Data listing
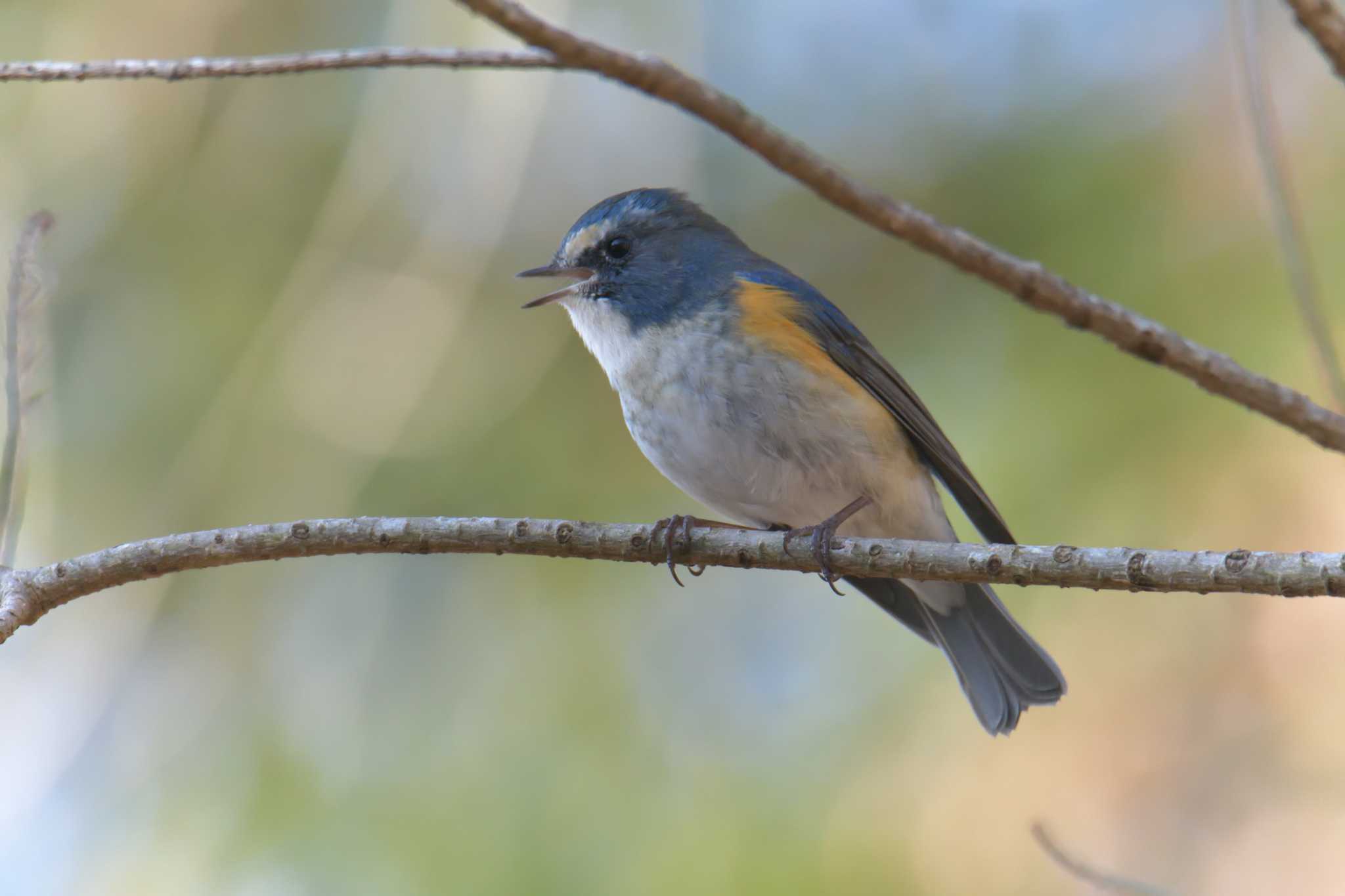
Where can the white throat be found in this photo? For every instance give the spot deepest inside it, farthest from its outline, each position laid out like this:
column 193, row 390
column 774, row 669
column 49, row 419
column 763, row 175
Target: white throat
column 606, row 332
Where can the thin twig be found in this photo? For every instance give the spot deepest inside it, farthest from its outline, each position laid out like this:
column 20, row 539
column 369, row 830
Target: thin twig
column 1323, row 20
column 1028, row 281
column 1102, row 880
column 290, row 64
column 27, row 594
column 23, row 286
column 1279, row 192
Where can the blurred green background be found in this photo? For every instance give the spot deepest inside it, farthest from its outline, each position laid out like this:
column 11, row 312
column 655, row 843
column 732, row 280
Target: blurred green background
column 291, row 297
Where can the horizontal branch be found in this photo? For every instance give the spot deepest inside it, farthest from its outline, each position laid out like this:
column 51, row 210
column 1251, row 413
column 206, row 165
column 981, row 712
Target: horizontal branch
column 27, row 594
column 290, row 64
column 1327, row 24
column 1025, row 280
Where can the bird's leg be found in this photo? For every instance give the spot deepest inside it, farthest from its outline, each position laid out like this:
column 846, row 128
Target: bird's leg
column 670, row 524
column 822, row 535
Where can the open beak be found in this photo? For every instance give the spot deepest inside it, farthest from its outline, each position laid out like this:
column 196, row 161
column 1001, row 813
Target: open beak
column 579, row 274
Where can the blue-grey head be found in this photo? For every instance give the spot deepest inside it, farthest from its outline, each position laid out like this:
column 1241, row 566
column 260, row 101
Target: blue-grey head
column 646, row 255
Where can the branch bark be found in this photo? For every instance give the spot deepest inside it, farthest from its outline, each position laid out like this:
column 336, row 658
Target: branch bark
column 1025, row 280
column 291, row 64
column 26, row 595
column 1028, row 281
column 1323, row 20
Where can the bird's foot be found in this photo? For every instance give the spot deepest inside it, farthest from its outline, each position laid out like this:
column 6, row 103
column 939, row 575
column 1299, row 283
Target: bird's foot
column 671, row 524
column 821, row 536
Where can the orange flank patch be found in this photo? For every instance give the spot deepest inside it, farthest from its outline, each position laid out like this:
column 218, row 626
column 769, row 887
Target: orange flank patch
column 771, row 314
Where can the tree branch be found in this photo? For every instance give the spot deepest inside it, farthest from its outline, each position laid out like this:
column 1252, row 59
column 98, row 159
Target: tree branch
column 291, row 64
column 1285, row 215
column 27, row 594
column 1025, row 280
column 1087, row 874
column 23, row 291
column 1028, row 281
column 1323, row 20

- [THE EXERCISE]:
Revise all of the lines above by changing every "photo" to "image" and keeping everything else the same. Omit the pictures from your answer.

- [SOLUTION TO THIS TASK]:
Where can the white throat be found in this image? For every instance give the spot deepest inside it, farthest from its outline, each position laid out like this:
column 193, row 390
column 774, row 669
column 49, row 419
column 763, row 175
Target: white throat
column 606, row 332
Where can the thin twig be found in this image? For every instance give the spot deepest inside it, farthest from its outline, each position laid out like this:
column 20, row 539
column 369, row 830
Target: thin twig
column 1323, row 20
column 1028, row 281
column 1102, row 880
column 290, row 64
column 27, row 594
column 23, row 286
column 1279, row 192
Where can the blurred green background be found in this image? For every instance give the spot deepest inside it, farthest from its outline, each position laid out like this:
column 11, row 312
column 655, row 843
column 732, row 280
Target: blurred green background
column 291, row 297
Where can the horizontal branch be found in this image? For every instance give the spot deepest inside it, farthest from its outline, each position laid out like this:
column 51, row 210
column 1251, row 413
column 206, row 165
column 981, row 712
Target: horizontal branch
column 27, row 594
column 290, row 64
column 1327, row 24
column 1025, row 280
Where can the bird's leg be found in this image? For every instance give the spot deepest inside it, farthest from its outline, each position laid out like this:
column 846, row 128
Target: bird's leg
column 670, row 524
column 822, row 535
Where can the open beak be found in this image? For every instance give the spot deepest inside it, farthest from its outline, each position laid out like this:
column 196, row 161
column 1001, row 813
Target: open beak
column 579, row 274
Where can the blue-grey head be found in this image? For every instance give the spot deepest inside it, farthest from its outline, each position laid out like this:
column 1241, row 566
column 260, row 101
Target: blue-grey head
column 646, row 255
Where can the branch bark be found in this image? For every instance give the spot deepest inside it, farthest from its outline, each position laid out like this:
column 336, row 658
Target: branch bark
column 1025, row 280
column 291, row 64
column 26, row 595
column 1028, row 281
column 1323, row 20
Where can the bird's foot be found in this image? For every instance give the spot deepest inside it, farthest from its outline, each position laid out like this:
column 6, row 103
column 939, row 575
column 1299, row 283
Target: bird's foot
column 671, row 524
column 821, row 536
Where can the orange flank patch be found in this image? For every instance give the spot deepest inside it, farthest from its outline, each position laid out like this:
column 218, row 626
column 769, row 887
Target: orange flank patch
column 771, row 314
Where can the tree branch be found in this image? For every instance give the spot deepest inside it, farthest from its outline, each position laid out like this:
column 1252, row 59
column 98, row 159
Target: tree branch
column 291, row 64
column 1285, row 215
column 27, row 594
column 1025, row 280
column 1087, row 874
column 23, row 291
column 1028, row 281
column 1323, row 20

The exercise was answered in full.